---------- RECORD SET ----------

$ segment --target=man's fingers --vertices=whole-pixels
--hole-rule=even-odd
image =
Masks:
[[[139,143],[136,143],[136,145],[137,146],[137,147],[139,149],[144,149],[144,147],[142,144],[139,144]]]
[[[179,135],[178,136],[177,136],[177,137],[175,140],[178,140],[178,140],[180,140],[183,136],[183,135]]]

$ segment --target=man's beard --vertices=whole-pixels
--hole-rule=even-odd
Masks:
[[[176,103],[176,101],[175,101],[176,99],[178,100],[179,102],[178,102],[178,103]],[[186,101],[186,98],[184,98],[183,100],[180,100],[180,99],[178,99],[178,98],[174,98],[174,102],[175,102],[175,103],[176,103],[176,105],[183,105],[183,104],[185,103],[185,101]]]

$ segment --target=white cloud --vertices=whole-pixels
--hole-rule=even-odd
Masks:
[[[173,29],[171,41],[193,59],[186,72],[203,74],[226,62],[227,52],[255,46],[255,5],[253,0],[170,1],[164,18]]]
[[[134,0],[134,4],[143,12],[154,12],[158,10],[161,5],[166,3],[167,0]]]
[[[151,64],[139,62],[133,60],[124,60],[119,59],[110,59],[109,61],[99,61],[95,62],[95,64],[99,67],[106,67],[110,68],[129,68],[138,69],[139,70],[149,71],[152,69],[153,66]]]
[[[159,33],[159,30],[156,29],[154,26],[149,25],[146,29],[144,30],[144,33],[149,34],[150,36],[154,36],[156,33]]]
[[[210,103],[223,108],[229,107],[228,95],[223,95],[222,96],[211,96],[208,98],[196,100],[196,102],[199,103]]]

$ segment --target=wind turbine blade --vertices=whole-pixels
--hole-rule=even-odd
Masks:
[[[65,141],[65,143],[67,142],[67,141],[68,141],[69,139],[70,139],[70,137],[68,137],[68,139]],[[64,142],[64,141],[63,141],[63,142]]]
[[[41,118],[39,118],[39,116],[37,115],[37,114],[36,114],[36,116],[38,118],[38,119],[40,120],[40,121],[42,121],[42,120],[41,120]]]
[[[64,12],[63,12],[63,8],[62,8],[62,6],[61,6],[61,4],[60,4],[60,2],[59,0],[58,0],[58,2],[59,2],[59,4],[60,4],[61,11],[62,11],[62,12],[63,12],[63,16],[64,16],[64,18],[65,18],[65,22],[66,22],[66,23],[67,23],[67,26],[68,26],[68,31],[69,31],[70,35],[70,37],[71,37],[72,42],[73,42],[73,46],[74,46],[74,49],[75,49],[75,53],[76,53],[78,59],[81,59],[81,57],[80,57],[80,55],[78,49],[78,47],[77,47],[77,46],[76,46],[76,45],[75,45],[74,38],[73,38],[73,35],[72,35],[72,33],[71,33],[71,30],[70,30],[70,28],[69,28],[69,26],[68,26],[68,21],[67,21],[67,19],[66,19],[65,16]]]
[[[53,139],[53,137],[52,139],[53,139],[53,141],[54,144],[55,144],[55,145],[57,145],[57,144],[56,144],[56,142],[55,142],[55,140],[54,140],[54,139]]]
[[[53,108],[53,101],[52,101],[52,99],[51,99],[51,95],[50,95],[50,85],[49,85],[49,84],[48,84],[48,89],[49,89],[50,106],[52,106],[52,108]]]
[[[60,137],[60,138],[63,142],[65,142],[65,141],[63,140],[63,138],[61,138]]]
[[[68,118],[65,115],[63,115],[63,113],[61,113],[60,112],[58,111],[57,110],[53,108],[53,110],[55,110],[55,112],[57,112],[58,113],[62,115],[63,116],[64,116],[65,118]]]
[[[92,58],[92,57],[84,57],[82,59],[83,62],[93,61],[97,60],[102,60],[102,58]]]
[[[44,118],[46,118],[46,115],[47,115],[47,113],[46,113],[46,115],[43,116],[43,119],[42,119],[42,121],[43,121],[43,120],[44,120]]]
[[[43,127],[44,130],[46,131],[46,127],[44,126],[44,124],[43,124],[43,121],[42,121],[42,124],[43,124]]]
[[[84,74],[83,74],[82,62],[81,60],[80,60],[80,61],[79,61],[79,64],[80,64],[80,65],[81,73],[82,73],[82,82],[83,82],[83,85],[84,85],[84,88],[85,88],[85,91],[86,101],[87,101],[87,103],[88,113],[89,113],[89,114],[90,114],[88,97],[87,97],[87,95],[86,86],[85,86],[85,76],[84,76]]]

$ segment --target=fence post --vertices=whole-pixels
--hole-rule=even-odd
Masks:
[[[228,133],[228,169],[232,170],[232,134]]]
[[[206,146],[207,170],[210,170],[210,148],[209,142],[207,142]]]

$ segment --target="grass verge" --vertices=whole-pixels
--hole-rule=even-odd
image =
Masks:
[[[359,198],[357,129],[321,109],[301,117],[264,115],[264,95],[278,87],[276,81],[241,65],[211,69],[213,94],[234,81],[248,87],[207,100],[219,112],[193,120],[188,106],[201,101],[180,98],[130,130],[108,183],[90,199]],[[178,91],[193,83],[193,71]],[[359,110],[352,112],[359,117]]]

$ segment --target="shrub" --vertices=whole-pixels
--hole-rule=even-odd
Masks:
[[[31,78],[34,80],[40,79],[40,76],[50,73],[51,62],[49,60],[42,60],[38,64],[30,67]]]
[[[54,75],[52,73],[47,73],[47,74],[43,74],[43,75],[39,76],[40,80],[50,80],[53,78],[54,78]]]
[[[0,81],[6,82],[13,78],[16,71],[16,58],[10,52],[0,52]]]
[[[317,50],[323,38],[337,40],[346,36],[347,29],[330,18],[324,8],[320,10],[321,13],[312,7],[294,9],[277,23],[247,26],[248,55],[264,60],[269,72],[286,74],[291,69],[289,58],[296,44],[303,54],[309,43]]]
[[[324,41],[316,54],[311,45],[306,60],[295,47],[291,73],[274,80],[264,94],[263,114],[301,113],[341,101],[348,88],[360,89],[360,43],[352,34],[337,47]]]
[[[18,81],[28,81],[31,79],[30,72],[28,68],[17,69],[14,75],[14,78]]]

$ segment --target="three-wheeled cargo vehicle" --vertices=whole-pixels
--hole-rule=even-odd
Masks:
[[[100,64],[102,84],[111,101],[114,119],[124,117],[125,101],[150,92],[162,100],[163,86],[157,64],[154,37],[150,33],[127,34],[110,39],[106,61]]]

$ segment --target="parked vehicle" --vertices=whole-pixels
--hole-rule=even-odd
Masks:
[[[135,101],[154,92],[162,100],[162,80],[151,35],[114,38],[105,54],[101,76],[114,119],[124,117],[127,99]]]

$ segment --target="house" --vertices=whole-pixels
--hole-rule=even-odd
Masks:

----------

| WORK TO BE COMPLETED |
Print all the data exactly.

| SOLVED PROBLEM |
$ segment --target=man's fingers --vertices=whole-pixels
--hole-rule=even-odd
image =
Masks:
[[[139,143],[136,143],[136,145],[137,146],[137,147],[139,149],[144,149],[144,147],[142,144],[139,144]]]
[[[179,135],[178,136],[177,136],[177,137],[175,140],[178,140],[178,140],[180,140],[183,136],[183,135]]]

$ segment --target=man's beard --vertices=whole-pixels
--hole-rule=even-odd
Masks:
[[[176,103],[176,101],[175,101],[176,99],[178,100],[179,102],[178,102],[178,103]],[[186,101],[186,98],[184,98],[183,100],[180,100],[180,99],[178,99],[178,98],[174,98],[174,102],[175,102],[175,103],[176,103],[176,105],[183,105],[183,104],[185,103],[185,101]]]

$ segment --target=white cloud --vertices=whole-pixels
--hole-rule=even-odd
Masks:
[[[173,29],[171,41],[193,59],[186,72],[203,74],[226,62],[227,52],[255,46],[255,5],[253,0],[170,1],[164,18]]]
[[[134,0],[134,4],[143,12],[154,12],[158,10],[161,5],[166,3],[167,0]]]
[[[151,64],[139,62],[133,60],[124,60],[119,59],[110,59],[109,61],[99,61],[95,62],[95,64],[99,67],[106,67],[110,68],[129,68],[138,69],[139,70],[149,71],[152,69],[153,66]]]
[[[159,33],[159,30],[156,29],[154,26],[149,25],[146,29],[144,30],[144,33],[149,34],[150,36],[154,36],[156,33]]]
[[[210,103],[223,108],[229,107],[228,95],[223,95],[222,96],[211,96],[208,98],[196,100],[196,102],[199,103]]]

$ segment --target=wind turbine blade --vertices=whole-pixels
--hole-rule=even-odd
Masks:
[[[65,141],[65,143],[67,142],[67,141],[68,141],[69,139],[70,139],[70,137],[68,137],[68,139]],[[64,142],[64,141],[63,141],[63,142]]]
[[[41,118],[39,118],[39,116],[37,115],[37,114],[36,114],[36,116],[38,118],[38,119],[40,120],[40,121],[42,121],[42,120],[41,120]]]
[[[64,12],[63,12],[63,8],[62,8],[62,6],[61,6],[61,4],[60,4],[60,2],[59,0],[58,0],[58,2],[59,2],[59,4],[60,4],[61,11],[62,11],[62,12],[63,12],[63,16],[64,16],[64,18],[65,18],[65,22],[66,22],[66,23],[67,23],[67,26],[68,26],[68,31],[69,31],[70,35],[70,37],[71,37],[72,42],[73,42],[73,46],[74,46],[74,49],[75,49],[75,53],[76,53],[78,59],[81,59],[81,57],[80,57],[80,55],[78,49],[78,47],[77,47],[77,46],[76,46],[76,45],[75,45],[74,38],[73,38],[73,35],[72,35],[72,33],[71,33],[71,30],[70,30],[70,28],[69,28],[69,26],[68,26],[68,21],[67,21],[67,19],[66,19],[65,16]]]
[[[53,139],[53,137],[52,139],[53,139],[53,141],[54,144],[55,144],[55,145],[57,145],[57,144],[56,144],[56,142],[55,142],[55,140],[54,140],[54,139]]]
[[[53,108],[53,101],[52,101],[52,99],[51,99],[51,95],[50,95],[50,85],[49,85],[49,84],[48,84],[48,89],[49,89],[50,106],[52,106],[52,108]]]
[[[60,137],[60,138],[63,142],[65,142],[65,141],[63,140],[63,138],[61,138]]]
[[[68,118],[65,115],[63,115],[63,113],[61,113],[60,112],[58,111],[57,110],[53,108],[53,110],[55,110],[55,112],[57,112],[58,113],[62,115],[63,116],[64,116],[65,118]]]
[[[92,58],[92,57],[84,57],[82,59],[83,62],[93,61],[97,60],[102,60],[102,58]]]
[[[44,118],[46,118],[46,115],[47,115],[47,113],[46,113],[46,115],[43,116],[43,119],[42,119],[42,121],[43,121],[43,120],[44,120]]]
[[[43,127],[44,130],[46,131],[46,127],[44,126],[44,124],[43,124],[43,121],[42,121],[42,124],[43,124]]]
[[[84,74],[83,74],[82,62],[81,60],[80,60],[80,61],[79,61],[79,64],[80,64],[80,65],[81,73],[82,73],[82,82],[83,82],[83,85],[84,85],[84,88],[85,88],[85,91],[86,101],[87,101],[87,103],[88,113],[89,113],[89,114],[90,114],[88,97],[87,97],[87,95],[86,86],[85,86],[85,76],[84,76]]]

$ segment --target=fence post --vertices=whole-pixels
--hole-rule=even-odd
Masks:
[[[228,133],[228,169],[232,170],[232,134]]]
[[[206,146],[207,170],[210,170],[210,148],[209,142],[207,142]]]

$ segment --target="grass verge" --vertices=whole-pixels
--hole-rule=even-odd
image =
Masks:
[[[359,198],[357,129],[321,109],[301,117],[264,115],[264,95],[278,87],[276,81],[241,65],[211,69],[213,94],[234,81],[248,87],[207,100],[219,112],[193,120],[188,106],[201,101],[180,98],[130,130],[108,183],[90,199]],[[178,91],[193,83],[193,71]],[[359,110],[352,112],[359,117]]]

$ segment --target="shrub" --vertices=whole-pixels
--hole-rule=even-odd
Masks:
[[[31,78],[34,80],[40,79],[40,76],[50,73],[51,62],[49,60],[42,60],[38,64],[30,67]]]
[[[54,75],[52,73],[47,73],[47,74],[43,74],[43,75],[39,76],[40,80],[50,80],[53,78],[54,78]]]
[[[0,81],[6,82],[13,78],[16,71],[16,58],[10,52],[0,52]]]
[[[317,50],[323,38],[337,40],[346,36],[347,29],[330,18],[324,8],[320,10],[321,13],[312,7],[294,9],[277,23],[247,26],[248,55],[264,60],[269,72],[286,74],[291,69],[289,58],[296,44],[303,54],[309,43]]]
[[[324,41],[316,54],[311,45],[306,60],[295,47],[291,73],[274,80],[264,94],[263,114],[301,113],[341,101],[348,88],[360,89],[360,43],[352,34],[337,47]]]
[[[18,81],[28,81],[31,79],[30,72],[28,68],[17,69],[14,75],[14,78]]]

$ segment --target="three-wheeled cargo vehicle" --vertices=whole-pixels
--hole-rule=even-odd
Masks:
[[[100,64],[102,84],[111,101],[114,119],[124,117],[125,101],[150,92],[162,100],[163,86],[157,64],[154,37],[150,33],[127,34],[110,39],[106,61]]]

$ segment --target="parked vehicle" --vertices=whole-pixels
--hole-rule=even-odd
Masks:
[[[135,101],[154,92],[162,100],[162,80],[151,35],[114,38],[105,54],[101,76],[114,119],[124,117],[127,99]]]

$ segment --target="house" --vertices=whole-pixels
--hole-rule=even-odd
Masks:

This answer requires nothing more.